▸ **Passage for review**:

It’s Time For a New Flag—The Berkshire Edge

By Sheela Clary

“There’s an 80-year-old woman living at the shelter because her landlord raised her rent and she couldn’t afford it. That’s gonna be all of us. When the blue and yellow flag of Ukraine comes down, perhaps we should replace it with a black circle and square on a bright red background, the international sign for an SOS.”

Almost every house and business along Route 102 in West Stockbridge is flying the blue and yellow of the Ukrainian flag. Locals are also supporting on-the-ground efforts, such as the heroic ones undertaken by Chef Jose Andres’ World Central Kitchen to feed millions of meals to Ukraine’s beleaguered population, and the million-plus refugees who have fled their home country.

But right here in our own bucolic corner of the world, another high-stakes crisis is playing out, for long-term renters. Units are being sold out from under tenants, and there is no place else to go. The housing waitlist for Construct, South County’s rental and affordable housing assistance agency, is up to more than 800, a nearly 25 percent jump from just three months ago. Renters are being exiled because they no longer have a place in our economic structure. The median income for our homeowners, according to the 2020 Housing Needs Assessment, was 120 percent higher than the median income for our renters.

SOS Flag

If you listen to enough stories from those who are struggling to continue to rent homes here, flags might start to remind you of tents. That’s where many families could very well be living, and soon. Chefs, nurses, teachers, electricians, therapists, single moms, retirees, and married couples are exiled from their hometowns, or still living within them in unstable housing situations that could end any month. Some are homeless already. As far as Courtney Kimball, program manager at Construct, is aware, at least five people are living in tents in the center of Great Barrington. A woman is living in her car. Kimball speaks every day to people trying desperately to ward off that fate.

What’s the face of imminent homelessness in the Best Small Town in America? She has a face shaped like a big heart. I met her in 2011, when she was a sophomore at Monument Mountain Regional High School. She was very quiet, and easy to overlook in a class full of rowdy boys. “Maggie” remained an enigma until one morning in March, when it was her turn to present for our Share an Interest project. Then, for 10 minutes or so, she took center stage and my ungovernable class held its collective breath as she slowly clicked through a series of alternately brilliant and stark photographs she’d taken of our sunsets, hills, and streams.

That summer I partnered with a friend to send Maggie to art camp. Back then, it seemed possible that one week of enrichment might, as more expansive summer experiences do for more privileged kids, give her a leg-up in the college application process. She enjoyed the camp, but it likely just gave her false hope, as did her College Prep classes. By junior year she was working in a grocery store, and after graduation she simply upped her hours. No one in her family had gone to college, and there was no one outside of it to painstakingly mentor her through the lengthy, trying process of applying to schools, to say nothing of being matriculated into one.

▸ **Exercise data**:
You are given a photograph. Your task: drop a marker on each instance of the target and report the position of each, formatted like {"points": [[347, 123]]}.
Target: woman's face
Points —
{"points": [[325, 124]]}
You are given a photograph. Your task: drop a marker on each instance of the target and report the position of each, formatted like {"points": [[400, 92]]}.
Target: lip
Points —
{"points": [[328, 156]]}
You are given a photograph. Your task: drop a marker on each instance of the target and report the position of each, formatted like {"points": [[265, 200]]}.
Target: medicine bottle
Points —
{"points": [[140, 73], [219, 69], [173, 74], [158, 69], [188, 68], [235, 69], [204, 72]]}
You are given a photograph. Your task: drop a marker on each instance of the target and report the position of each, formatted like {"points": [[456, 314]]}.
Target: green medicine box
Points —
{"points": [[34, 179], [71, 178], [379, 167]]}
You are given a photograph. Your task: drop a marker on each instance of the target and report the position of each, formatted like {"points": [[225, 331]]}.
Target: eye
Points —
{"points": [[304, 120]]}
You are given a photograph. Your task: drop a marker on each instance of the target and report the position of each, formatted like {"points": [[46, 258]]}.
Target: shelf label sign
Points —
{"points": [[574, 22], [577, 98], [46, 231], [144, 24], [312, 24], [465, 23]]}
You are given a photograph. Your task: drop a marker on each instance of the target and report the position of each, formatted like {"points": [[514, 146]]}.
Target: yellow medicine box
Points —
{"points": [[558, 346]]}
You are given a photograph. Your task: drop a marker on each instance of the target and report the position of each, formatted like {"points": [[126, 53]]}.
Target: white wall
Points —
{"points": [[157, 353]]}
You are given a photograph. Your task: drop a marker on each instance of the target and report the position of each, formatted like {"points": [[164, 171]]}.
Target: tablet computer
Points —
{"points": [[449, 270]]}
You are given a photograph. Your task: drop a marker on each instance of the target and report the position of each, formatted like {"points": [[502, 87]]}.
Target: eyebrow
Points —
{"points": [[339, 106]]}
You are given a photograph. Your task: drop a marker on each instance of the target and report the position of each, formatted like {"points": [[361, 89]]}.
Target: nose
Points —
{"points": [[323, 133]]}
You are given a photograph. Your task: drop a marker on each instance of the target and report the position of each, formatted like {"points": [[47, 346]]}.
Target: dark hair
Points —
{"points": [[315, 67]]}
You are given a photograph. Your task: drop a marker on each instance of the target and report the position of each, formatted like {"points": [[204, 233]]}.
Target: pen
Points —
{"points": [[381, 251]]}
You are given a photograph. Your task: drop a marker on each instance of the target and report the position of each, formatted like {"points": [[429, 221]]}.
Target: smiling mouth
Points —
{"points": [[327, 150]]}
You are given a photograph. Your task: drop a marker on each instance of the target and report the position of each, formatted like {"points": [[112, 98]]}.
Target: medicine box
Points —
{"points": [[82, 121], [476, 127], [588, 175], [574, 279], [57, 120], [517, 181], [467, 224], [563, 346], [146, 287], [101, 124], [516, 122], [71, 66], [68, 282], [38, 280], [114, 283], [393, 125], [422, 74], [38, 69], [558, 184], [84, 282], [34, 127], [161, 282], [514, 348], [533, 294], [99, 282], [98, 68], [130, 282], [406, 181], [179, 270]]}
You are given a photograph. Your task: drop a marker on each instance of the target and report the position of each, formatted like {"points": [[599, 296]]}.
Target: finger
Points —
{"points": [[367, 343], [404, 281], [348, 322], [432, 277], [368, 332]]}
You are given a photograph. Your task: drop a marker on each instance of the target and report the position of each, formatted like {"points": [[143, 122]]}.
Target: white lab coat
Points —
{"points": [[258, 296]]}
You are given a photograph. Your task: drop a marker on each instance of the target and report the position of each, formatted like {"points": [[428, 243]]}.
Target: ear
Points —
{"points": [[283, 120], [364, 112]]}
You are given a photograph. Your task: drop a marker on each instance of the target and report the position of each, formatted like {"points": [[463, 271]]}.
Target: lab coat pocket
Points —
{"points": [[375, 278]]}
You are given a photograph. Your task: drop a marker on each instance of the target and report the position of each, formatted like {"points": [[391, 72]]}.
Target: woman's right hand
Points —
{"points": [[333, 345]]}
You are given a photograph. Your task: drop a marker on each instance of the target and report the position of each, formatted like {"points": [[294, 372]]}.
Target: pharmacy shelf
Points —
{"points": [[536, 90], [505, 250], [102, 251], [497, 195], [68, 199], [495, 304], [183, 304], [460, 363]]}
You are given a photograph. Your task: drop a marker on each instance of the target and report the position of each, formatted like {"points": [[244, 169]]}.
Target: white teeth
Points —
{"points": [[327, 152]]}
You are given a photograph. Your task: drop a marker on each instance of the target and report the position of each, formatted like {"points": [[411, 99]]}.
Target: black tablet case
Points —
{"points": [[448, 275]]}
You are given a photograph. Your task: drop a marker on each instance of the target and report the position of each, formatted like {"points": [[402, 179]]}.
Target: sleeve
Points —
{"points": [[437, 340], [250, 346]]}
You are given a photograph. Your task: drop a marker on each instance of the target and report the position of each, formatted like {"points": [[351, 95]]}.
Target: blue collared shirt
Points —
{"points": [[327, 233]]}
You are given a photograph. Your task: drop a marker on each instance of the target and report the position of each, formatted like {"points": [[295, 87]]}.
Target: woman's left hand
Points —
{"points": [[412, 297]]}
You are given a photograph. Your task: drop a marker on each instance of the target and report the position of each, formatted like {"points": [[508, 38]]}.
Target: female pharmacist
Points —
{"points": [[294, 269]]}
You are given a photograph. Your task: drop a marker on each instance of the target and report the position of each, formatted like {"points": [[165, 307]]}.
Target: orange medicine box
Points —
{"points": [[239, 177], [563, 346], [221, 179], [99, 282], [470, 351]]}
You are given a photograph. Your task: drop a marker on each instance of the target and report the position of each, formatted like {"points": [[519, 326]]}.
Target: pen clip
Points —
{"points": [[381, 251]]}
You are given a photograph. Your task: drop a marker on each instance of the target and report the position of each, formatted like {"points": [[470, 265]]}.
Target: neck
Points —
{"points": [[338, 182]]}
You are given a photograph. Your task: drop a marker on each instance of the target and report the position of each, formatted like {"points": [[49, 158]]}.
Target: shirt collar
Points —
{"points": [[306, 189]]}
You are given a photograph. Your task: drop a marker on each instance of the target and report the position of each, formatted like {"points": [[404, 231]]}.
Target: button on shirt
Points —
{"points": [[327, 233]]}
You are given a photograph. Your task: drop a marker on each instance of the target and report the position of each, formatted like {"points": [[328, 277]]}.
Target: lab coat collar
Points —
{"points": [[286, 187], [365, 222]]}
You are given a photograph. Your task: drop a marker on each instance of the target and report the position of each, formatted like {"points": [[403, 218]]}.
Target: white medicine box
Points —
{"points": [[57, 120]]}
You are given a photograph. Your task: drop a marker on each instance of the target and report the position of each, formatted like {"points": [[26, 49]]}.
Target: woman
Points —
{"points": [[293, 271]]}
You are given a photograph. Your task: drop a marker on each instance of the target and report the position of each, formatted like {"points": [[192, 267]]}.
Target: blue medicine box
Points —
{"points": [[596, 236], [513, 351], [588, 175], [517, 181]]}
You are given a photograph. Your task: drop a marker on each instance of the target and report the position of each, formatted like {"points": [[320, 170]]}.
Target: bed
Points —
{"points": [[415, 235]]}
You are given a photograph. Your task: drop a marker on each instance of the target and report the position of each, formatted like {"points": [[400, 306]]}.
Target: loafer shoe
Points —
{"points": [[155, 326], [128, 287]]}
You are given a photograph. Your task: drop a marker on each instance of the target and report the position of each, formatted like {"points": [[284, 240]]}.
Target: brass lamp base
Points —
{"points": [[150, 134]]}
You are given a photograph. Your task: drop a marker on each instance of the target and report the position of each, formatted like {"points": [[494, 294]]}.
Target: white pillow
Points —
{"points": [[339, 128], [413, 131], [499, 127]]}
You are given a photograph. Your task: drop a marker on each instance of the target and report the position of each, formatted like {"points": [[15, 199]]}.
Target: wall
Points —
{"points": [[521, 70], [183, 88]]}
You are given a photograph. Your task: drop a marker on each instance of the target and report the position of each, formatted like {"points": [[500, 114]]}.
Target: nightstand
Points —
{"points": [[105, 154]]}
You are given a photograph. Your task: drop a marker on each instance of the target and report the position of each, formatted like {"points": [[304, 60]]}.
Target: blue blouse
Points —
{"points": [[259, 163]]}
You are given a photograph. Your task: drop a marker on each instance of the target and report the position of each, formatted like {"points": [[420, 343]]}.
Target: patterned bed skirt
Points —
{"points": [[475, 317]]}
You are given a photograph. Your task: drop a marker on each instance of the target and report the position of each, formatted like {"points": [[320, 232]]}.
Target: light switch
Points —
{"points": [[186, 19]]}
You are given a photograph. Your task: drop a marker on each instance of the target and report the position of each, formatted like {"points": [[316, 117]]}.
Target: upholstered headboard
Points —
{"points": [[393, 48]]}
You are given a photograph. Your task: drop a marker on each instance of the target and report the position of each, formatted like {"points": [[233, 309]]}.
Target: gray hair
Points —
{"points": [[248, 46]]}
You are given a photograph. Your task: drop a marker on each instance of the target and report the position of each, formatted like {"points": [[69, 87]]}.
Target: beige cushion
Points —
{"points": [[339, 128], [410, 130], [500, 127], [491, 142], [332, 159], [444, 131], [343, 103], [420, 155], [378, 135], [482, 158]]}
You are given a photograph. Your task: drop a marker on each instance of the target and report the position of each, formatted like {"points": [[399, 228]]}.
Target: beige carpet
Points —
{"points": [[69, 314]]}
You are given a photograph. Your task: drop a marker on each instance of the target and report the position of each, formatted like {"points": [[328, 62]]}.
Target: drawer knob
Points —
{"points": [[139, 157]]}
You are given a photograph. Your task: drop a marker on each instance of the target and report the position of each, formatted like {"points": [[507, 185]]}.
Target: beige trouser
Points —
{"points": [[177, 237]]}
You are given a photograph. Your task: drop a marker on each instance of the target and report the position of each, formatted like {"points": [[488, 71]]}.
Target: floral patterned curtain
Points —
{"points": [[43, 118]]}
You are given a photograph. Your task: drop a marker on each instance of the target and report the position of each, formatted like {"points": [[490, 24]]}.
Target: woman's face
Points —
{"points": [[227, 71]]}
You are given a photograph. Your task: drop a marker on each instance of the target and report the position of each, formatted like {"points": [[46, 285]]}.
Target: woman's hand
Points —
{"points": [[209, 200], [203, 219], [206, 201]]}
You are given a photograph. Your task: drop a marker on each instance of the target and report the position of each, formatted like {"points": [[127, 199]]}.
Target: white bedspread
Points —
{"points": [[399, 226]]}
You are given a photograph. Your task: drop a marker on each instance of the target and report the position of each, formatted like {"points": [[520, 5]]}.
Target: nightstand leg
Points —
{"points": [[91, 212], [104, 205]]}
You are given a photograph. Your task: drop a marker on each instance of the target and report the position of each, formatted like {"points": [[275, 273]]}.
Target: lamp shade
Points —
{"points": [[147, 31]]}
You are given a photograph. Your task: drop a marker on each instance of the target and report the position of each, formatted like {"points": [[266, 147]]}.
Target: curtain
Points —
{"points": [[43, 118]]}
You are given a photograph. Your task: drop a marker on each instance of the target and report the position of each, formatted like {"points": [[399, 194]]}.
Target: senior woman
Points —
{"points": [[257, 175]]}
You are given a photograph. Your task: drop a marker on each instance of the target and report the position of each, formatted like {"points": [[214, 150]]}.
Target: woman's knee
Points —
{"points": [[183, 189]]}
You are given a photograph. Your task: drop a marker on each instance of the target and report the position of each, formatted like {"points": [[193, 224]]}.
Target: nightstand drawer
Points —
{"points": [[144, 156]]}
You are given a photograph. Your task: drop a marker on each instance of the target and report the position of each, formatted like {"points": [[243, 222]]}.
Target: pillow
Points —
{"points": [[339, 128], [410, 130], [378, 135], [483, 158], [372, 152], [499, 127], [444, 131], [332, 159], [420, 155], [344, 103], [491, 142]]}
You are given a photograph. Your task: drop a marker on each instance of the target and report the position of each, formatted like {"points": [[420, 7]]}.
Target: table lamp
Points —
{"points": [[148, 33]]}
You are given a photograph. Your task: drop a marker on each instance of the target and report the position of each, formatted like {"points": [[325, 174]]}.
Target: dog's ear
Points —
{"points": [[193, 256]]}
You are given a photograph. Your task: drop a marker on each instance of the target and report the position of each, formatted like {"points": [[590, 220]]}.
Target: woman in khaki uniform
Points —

▸ **Description of the task**:
Return the part of the housing column starting at "What’s the face" and ending at "hills, and streams.", copied word for word.

▸ **Reply to the exercise**:
What’s the face of imminent homelessness in the Best Small Town in America? She has a face shaped like a big heart. I met her in 2011, when she was a sophomore at Monument Mountain Regional High School. She was very quiet, and easy to overlook in a class full of rowdy boys. “Maggie” remained an enigma until one morning in March, when it was her turn to present for our Share an Interest project. Then, for 10 minutes or so, she took center stage and my ungovernable class held its collective breath as she slowly clicked through a series of alternately brilliant and stark photographs she’d taken of our sunsets, hills, and streams.